PROBLEM REQUIREMENTS — Reproduce the entire listing word for word.

Dataset items:
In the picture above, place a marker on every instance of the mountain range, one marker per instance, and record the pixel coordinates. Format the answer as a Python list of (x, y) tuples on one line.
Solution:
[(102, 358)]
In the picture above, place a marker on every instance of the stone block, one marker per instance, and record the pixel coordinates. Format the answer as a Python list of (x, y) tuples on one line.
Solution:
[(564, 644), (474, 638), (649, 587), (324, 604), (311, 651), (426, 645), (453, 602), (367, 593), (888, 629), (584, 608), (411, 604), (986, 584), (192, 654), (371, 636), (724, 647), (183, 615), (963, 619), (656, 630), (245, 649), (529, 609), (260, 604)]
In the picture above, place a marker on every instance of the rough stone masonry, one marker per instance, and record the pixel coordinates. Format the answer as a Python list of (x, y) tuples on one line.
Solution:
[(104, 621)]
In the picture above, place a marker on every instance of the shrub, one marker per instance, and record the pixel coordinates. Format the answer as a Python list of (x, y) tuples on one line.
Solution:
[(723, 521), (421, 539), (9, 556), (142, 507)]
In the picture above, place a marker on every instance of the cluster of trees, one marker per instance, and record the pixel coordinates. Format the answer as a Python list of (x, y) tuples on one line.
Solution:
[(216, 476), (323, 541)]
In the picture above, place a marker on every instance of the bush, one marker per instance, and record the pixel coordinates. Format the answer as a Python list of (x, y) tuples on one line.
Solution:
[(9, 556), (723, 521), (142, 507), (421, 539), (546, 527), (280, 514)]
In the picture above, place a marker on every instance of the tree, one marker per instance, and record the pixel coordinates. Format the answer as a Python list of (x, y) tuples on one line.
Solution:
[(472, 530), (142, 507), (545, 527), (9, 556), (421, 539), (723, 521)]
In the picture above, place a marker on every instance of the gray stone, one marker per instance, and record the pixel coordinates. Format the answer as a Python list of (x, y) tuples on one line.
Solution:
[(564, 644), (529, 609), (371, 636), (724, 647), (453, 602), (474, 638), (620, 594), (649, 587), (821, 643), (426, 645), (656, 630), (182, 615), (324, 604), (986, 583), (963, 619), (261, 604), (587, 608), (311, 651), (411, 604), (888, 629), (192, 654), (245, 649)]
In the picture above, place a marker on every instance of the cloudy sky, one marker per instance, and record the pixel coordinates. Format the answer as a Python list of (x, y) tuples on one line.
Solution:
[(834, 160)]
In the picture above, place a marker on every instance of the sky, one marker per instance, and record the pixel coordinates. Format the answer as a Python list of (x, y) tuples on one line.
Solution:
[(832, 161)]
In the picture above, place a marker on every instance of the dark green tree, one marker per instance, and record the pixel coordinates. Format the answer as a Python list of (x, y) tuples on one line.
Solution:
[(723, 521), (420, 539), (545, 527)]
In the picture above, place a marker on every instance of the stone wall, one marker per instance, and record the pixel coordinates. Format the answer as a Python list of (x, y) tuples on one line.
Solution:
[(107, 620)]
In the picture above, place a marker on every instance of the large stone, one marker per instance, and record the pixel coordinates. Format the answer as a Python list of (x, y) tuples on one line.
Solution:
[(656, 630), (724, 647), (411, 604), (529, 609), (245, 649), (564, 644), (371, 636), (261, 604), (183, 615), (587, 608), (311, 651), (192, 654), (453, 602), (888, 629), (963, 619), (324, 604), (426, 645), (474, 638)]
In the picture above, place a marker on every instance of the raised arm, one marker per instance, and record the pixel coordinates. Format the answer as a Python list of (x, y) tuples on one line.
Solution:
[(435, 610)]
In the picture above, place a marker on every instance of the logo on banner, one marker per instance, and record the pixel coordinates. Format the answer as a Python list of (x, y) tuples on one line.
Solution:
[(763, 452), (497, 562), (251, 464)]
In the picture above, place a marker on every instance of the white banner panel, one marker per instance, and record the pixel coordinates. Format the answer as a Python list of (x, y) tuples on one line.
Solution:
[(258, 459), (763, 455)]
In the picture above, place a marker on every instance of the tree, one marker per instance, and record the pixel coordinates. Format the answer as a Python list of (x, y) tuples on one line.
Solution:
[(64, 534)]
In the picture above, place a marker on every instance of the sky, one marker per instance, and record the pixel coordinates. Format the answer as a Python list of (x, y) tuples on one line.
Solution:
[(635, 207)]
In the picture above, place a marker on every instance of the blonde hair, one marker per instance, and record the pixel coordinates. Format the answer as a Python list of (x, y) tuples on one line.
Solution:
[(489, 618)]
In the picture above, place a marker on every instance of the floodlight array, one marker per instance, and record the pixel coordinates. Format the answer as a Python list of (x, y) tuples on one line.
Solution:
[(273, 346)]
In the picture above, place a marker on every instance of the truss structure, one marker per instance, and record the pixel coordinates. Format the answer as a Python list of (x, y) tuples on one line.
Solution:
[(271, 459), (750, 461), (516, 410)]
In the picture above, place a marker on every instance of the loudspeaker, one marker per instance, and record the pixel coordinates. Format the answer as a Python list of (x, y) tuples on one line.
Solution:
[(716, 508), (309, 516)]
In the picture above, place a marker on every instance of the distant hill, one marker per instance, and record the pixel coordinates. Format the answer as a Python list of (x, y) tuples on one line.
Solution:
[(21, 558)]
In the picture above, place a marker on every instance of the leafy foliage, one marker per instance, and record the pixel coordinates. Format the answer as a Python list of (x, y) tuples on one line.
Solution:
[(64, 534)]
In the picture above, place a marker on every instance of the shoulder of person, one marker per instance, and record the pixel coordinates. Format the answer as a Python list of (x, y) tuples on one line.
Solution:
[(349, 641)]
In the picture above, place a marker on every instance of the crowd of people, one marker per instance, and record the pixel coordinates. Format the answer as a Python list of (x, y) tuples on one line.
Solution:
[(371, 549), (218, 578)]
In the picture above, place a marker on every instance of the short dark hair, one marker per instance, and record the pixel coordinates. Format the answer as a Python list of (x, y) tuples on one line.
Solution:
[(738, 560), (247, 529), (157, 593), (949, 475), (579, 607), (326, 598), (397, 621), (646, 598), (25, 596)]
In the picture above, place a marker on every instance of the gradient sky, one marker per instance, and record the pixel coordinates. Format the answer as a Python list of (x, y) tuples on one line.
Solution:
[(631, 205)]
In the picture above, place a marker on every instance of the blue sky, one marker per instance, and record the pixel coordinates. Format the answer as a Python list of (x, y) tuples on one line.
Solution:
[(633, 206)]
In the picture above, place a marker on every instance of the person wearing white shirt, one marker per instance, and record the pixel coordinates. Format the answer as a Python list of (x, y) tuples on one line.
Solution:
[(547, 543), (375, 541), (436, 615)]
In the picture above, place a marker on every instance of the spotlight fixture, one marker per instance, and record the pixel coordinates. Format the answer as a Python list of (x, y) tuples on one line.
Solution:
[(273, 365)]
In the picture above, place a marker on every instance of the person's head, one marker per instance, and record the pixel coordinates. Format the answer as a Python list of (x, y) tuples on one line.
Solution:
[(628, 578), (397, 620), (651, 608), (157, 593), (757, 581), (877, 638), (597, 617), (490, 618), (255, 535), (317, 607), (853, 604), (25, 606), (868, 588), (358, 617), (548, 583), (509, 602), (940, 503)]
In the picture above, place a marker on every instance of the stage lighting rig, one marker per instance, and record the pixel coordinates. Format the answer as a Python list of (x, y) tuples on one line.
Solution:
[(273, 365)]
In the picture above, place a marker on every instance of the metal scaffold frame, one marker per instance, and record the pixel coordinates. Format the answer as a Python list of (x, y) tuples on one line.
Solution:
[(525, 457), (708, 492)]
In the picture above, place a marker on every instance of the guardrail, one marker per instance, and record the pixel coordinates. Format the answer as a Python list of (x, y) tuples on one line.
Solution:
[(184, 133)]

EXERCISE ANSWER —
In the picture above, place a marker on every instance of the mountain range, one marker per instance, and record the pixel coordinates. Format the answer as a Python list of (x, y) tuples on one line.
Solution:
[(102, 358)]
In the picture above, place a marker on every instance of the stone block, one marker per instance, and record the pixel coordinates. Format the answer as a Python list of (x, y) tuples on one line.
Solution:
[(564, 644), (474, 638), (649, 587), (324, 604), (311, 651), (426, 645), (453, 602), (367, 593), (888, 629), (584, 608), (411, 604), (986, 584), (192, 654), (371, 636), (724, 647), (183, 615), (963, 619), (656, 630), (245, 649), (529, 609), (260, 604)]
In the picture above, place a marker on every instance of the rough stone masonry, one marker per instance, and record the pixel coordinates. Format the answer as a Python list of (x, y) tuples on one line.
Solution:
[(104, 621)]
In the picture above, place a marker on every instance of the shrub, one marker per instance, and record the pixel coordinates. Format the answer as a Python list of (x, y) tuples on one line.
Solution:
[(723, 521), (421, 539), (9, 556), (142, 507)]
In the picture above, place a marker on every instance of the cluster of trees, one marker per instance, and record the pixel coordinates. Format the answer as a Python list of (x, y) tuples on one line.
Solution:
[(216, 476), (323, 541)]
In the picture above, place a marker on every instance of the bush, one marker per instance, and record the pixel coordinates. Format the answer as a Python list of (x, y) tuples on one line.
Solution:
[(9, 556), (723, 521), (142, 507), (421, 539), (546, 527), (280, 514)]
In the picture above, place a marker on every instance of the tree, one marker per instance, and record the pixel coordinates. Format the answer as a Python list of (x, y) tuples on one line.
Solution:
[(472, 530), (142, 507), (545, 527), (9, 556), (421, 539), (723, 521)]
In the picture above, place a marker on every instance of the gray stone, one marker per instance, and record the pixel coordinates. Format the answer as a Python list of (x, y) tuples on one line.
Solution:
[(564, 644), (529, 609), (371, 636), (724, 647), (453, 602), (474, 638), (620, 594), (649, 587), (821, 643), (426, 645), (656, 630), (182, 615), (324, 604), (986, 583), (963, 619), (261, 604), (587, 608), (311, 651), (411, 604), (888, 629), (192, 654), (245, 649)]
In the picture above, place a marker on every instance of the cloudy sky, one marker per instance, and record the pixel coordinates. Format the answer as a Python list of (x, y) tuples on one line.
Solution:
[(834, 160)]
In the picture above, place a marker on every instance of the sky, one marker per instance, and record the pixel coordinates. Format the answer as a Python list of (x, y) tuples on one line.
Solution:
[(832, 161)]
In the picture above, place a marker on every instance of the dark green tree, one marker per instance, and record the pixel coordinates. Format the answer as a Python list of (x, y) tuples on one line.
Solution:
[(723, 521), (420, 539), (545, 527)]
In the picture above, place a marker on every instance of the stone wall, one marker per instance, and record the pixel coordinates. Format the answer as a Python list of (x, y) tuples on one line.
Solution:
[(107, 620)]
In the picture above, place a marker on every instance of the large stone, one marker per instance, and record the pixel coordinates. Format the answer as a Python list of (x, y) tuples on one line.
Solution:
[(656, 630), (724, 647), (411, 604), (529, 609), (245, 649), (564, 644), (371, 636), (261, 604), (183, 615), (587, 608), (311, 651), (192, 654), (453, 602), (888, 629), (963, 619), (324, 604), (426, 645), (474, 638)]
In the picture above, place a marker on every instance of the raised arm, one marker per instance, and record the pixel coordinates. Format the answer as a Python list of (x, y) tuples on one line.
Solution:
[(435, 610)]
In the picture above, place a marker on every instance of the logo on banner, one marker per instance, and record the pixel coordinates. Format the answer as a Python list of (x, y) tuples on one line.
Solution:
[(763, 452), (497, 562), (251, 464)]
In the picture above, place a marker on every instance of the white banner panel, one marker per instance, and record the pixel coordinates. Format the answer as a Python list of (x, y) tuples on one line.
Solution:
[(258, 459), (763, 455)]
In the picture above, place a marker on every instance of the tree, one marker per instance, and record the pixel coordinates. Format the answer as a Python list of (x, y) tuples on one line.
Solution:
[(64, 534)]
In the picture above, place a marker on every instance of the sky, one marker per instance, and record the pixel coordinates. Format the answer as a Python list of (x, y) tuples on one line.
Solution:
[(635, 207)]
In the picture above, place a marker on every instance of the blonde hair, one marker per instance, and record the pixel coordinates. Format the answer as a Python list of (x, y) tuples on one line.
Solution:
[(489, 618)]
In the picture above, place a marker on every instance of the floodlight array, one marker per instance, and record the pixel coordinates. Format the answer as a Python list of (x, y) tuples on one line.
Solution:
[(273, 346)]
In the picture above, place a marker on every instance of the truss structure, one marker per instance, and record the pixel coordinates. Format the answer as a Python list of (x, y) tuples on one line.
Solution:
[(271, 459), (750, 461), (516, 410)]
In the picture above, place a marker on every instance of the loudspeaker, one marker per instance, and record the pixel coordinates. Format the answer as a Python list of (x, y) tuples on one line.
Solution:
[(716, 508), (309, 516)]
In the picture above, place a marker on every instance of the distant hill, one marker per instance, and record the pixel coordinates. Format the answer as a Python list of (x, y) tuples on one line.
Solution:
[(21, 558)]
In the picture above, place a marker on every instance of the leafy foliage, one marker per instance, and record the pixel coordinates. Format the answer as a Python list of (x, y) tuples on one line.
Solution:
[(64, 534)]
In the picture above, place a marker on every instance of the shoulder of person, one marker per instance, and record the pixel coordinates. Format the answer as a Python list of (x, y) tuples on one line.
Solution:
[(349, 641)]
In the picture above, place a marker on every instance of the crowd of people, one marker per instance, and record the pixel coordinates. Format the answer as a Python list of (x, y) tuples on one line.
Solution:
[(371, 549), (218, 578)]
In the picture above, place a marker on every instance of the short dark hair, one marker per instance, and record the pixel coordinates. Format the answer as a Python list of (x, y) tuples on one line.
Solution:
[(738, 560), (247, 529), (157, 593), (949, 475), (579, 607), (326, 598), (397, 621), (646, 598), (25, 596)]
In the picture above, place a marker on every instance of the gradient sky, one marker per instance, and record the pixel coordinates. Format the answer as a Python list of (x, y) tuples on one line.
Solution:
[(631, 205)]
In the picture above, place a marker on every instance of the blue sky, one marker per instance, and record the pixel coordinates. Format the answer as a Python list of (x, y) tuples on one line.
Solution:
[(633, 206)]
In the picture above, place a marker on every instance of the person wearing white shirt, one marker per instance, and record the pixel coordinates. Format the answer as a Python list of (x, y) tuples on one line.
Solution:
[(547, 543), (375, 541), (436, 615)]
In the picture above, place a marker on every instance of the spotlight fixture, one marker per instance, and record the pixel coordinates. Format the answer as a Python list of (x, y) tuples on one line.
Solution:
[(273, 365)]
In the picture above, place a marker on every instance of the person's head, one marker per instance, and record the pixel coordinates. Format the answer as a Python list of (x, y) tuples on one line.
Solution:
[(628, 578), (397, 620), (651, 608), (157, 593), (757, 581), (877, 638), (597, 617), (490, 618), (255, 535), (317, 607), (853, 604), (25, 606), (868, 588), (358, 617), (548, 583), (509, 602), (940, 503)]
In the picture above, place a marker on every instance of the stage lighting rig, one marker per instance, and record the pixel coordinates. Format the answer as a Python list of (x, y) tuples on one line.
Solution:
[(273, 365)]
In the picture above, place a marker on every instance of the metal scaffold frame, one marker per instance, and record the pixel coordinates. Format the answer as a Python list of (x, y) tuples on one line.
Solution:
[(525, 457), (708, 492)]
In the picture above, place a marker on every instance of the guardrail, one marker per instance, and record the pixel coordinates. Format the answer as a Python list of (x, y) tuples on one line.
Solution:
[(184, 133)]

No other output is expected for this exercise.